Extracto de origen:
Después de la fallida intentona de tomar el Palacio presidencial, el 19 de mayo de 1965, la respuesta estratégica fue el intento de extender la Guerra de Abril a San Francisco de Macorís. Allí, además de Baldemiro Castro, fueron masacrados otras dieciocho vidas en flor. Con este golpe a la esperanza y a la fe en la democracia y en la autodeterminación, la nube gris del desconcierto cundió entre los constitucionalistas… se fueron concentrando cada día un poco más en las diecisiete (17) esquinas en que dice Wessin, de funesta recordación, a que se circunscribió aquel ejercicio de gloria, patriotismo y resistencia.
Resultado de eso, afirma la catedrática Teresa Espaillat, fue la formación de la Escuela Militar 24 de abril que fundara y dirigiera Homero Hernández, quien precisamente había concebido el plan de la toma de la fortaleza de San Francisco de Macorís. Los conjurados, un puñado de jóvenes poseídos por un ideal de humanidad para su pequeña patria, fueron torturados hasta el límite de lo humanamente soportable: hasta clavarlos sin misericordia en las manos huesudas e insaciables de la muerte.
Aún se sigue masacrando a la juventud en nuestro país. Otros modos, otros recursos asisten a los envenenadores de esperanzas, pero el móvil y las connivencias son las mismas. El sueño de una República Dominicana propicia a la sana convivencia y a la justicia social ha sido desde siempre un compromiso de los jóvenes. Sin embargo, quienes nos quieren robar la emancipación del amor de los jóvenes, no descansan. Ahora quieren que creamos que todo está perdido, que la juventud dominicana del presente carece de horizonte. ¡Ay de nosotros, conciudadanos, ay de nosotros si llegáramos a creerlo y, sobre todo, si los jóvenes llegaran a asumirlo…!
Hay muchas maneras de asesinar los sueños. Una de ellas es sembrar desesperanza, otra negar o desacreditar la utopía. Con vuestro permiso, les voy a leer un párrafo breve, escrito por un autor muy querido para mí. Juan Isidro Jimenes-Grullón, en su libro Pedro Henríquez Ureña: realidad y mito y otro ensayo, a la altura de la página 88, vierte los siguientes puntos de vista: «¿Qué han sido las utopías? Expresiones delirantes, construcciones intelectuales sin ligazón alguna con el mundo real. No obstante, para Pedro Henríquez Ureña son otra cosa, tienen realidad y es ahí donde está lo grave del caso, ya que todo delirante cree en la supuesta verdad de su delirio».
Se sigue que Pedro Henríquez Ureña, al hilo de estas afirmaciones, para Juan Isidro Jimenes-Grullón, es un alma descentrada. Un entendimiento febril y descolocado, cuyos frutos poca o ninguna relación tienen con el mundo de la vida. Un generador de mundos imaginarios a los que luego se aferra, a los que con espantosa ingenuidad confunde con trozos de la realidad doliente y moliente. Delirante, en una palabra, lo llama. Esta opinión no dista mucho que digamos de la que convoca en el imaginario popular la palabra utopía.

Tarea asignada A:
Filtra los registros y copia cada línea que contenga la cadena "concrete". Se distinguen mayúsculas y minúsculas.
El texto y los registros constituyen materiales independientes entre sí.

Material extraído:
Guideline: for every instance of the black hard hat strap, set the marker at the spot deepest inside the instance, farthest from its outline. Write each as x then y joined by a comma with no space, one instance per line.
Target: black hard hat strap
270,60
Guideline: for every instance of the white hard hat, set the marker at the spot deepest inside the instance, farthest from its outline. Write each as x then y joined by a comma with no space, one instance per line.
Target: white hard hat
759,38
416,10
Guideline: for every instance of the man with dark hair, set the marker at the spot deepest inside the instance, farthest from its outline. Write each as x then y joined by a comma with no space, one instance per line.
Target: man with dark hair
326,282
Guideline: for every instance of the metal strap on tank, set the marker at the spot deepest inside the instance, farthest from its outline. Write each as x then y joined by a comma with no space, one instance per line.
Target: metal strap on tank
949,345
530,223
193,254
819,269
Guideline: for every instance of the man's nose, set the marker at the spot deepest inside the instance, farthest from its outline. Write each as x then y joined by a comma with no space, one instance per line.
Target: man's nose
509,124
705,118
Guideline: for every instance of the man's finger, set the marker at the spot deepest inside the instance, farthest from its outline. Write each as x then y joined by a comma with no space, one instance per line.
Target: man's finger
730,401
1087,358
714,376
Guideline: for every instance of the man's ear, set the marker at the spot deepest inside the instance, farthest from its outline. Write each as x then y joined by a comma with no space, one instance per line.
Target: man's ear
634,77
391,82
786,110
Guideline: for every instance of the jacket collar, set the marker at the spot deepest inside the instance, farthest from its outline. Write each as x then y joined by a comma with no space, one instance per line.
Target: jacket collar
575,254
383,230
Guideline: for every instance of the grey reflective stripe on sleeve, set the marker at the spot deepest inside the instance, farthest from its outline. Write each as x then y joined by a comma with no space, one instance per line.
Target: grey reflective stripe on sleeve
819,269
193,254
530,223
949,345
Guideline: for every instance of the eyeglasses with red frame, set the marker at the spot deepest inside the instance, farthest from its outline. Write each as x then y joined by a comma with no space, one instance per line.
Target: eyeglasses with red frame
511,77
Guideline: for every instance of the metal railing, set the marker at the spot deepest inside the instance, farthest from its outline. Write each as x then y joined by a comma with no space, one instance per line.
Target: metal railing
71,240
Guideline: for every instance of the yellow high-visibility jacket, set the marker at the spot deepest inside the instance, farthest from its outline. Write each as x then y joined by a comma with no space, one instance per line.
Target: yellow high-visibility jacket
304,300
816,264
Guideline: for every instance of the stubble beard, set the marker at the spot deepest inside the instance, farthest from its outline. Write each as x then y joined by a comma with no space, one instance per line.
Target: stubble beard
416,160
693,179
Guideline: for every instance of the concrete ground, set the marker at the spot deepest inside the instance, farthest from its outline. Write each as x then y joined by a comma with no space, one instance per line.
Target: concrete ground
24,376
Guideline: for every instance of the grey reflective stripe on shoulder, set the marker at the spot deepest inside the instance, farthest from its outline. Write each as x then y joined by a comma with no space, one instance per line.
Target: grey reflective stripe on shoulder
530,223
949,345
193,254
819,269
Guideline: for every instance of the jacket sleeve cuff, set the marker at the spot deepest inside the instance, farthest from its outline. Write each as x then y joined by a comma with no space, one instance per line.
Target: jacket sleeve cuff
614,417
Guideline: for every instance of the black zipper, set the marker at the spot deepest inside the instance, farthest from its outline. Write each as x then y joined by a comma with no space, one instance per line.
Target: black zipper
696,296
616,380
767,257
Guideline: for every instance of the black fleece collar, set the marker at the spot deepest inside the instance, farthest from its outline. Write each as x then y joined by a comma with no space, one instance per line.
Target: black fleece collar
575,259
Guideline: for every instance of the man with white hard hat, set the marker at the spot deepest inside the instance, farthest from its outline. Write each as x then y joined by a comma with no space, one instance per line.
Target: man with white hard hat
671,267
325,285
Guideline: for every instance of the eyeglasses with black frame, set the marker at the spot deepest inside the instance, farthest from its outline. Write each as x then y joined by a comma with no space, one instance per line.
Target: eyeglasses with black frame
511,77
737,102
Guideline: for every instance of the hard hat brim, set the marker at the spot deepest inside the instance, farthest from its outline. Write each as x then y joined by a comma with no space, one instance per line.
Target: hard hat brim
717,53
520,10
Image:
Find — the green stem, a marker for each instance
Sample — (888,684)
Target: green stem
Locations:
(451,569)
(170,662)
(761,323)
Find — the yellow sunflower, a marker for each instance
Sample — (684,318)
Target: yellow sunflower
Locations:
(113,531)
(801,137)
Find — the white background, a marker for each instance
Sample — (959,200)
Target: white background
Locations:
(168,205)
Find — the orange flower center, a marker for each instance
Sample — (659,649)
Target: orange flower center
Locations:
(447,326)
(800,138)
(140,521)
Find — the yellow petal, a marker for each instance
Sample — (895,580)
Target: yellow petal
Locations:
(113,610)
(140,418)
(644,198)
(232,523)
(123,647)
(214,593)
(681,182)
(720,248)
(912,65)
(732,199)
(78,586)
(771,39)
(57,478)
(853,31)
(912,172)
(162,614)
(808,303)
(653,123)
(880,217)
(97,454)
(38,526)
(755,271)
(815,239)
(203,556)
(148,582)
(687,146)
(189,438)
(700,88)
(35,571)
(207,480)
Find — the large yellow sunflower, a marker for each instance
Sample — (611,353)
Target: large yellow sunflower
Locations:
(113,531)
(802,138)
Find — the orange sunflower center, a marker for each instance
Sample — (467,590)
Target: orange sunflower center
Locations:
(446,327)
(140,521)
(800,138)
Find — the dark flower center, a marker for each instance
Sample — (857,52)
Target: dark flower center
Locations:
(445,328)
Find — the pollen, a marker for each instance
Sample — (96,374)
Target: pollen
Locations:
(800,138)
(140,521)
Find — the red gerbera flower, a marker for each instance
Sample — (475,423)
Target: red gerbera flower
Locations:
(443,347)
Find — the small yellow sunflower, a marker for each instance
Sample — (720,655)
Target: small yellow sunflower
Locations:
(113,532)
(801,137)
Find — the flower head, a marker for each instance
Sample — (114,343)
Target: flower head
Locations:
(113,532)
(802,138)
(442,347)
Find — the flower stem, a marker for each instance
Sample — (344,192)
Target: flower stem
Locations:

Tarea asignada B:
Según el extracto de origen, ¿quién fundó y dirigió la Escuela Militar 24 de abril?

Respuesta completa A:
Guideline: for every instance of the concrete ground, set the marker at the spot deepest inside the instance, farthest from its outline. Write each as x then y joined by a comma with no space, one instance per line.
Target: concrete ground

Respuesta completa B:
Homero Hernández.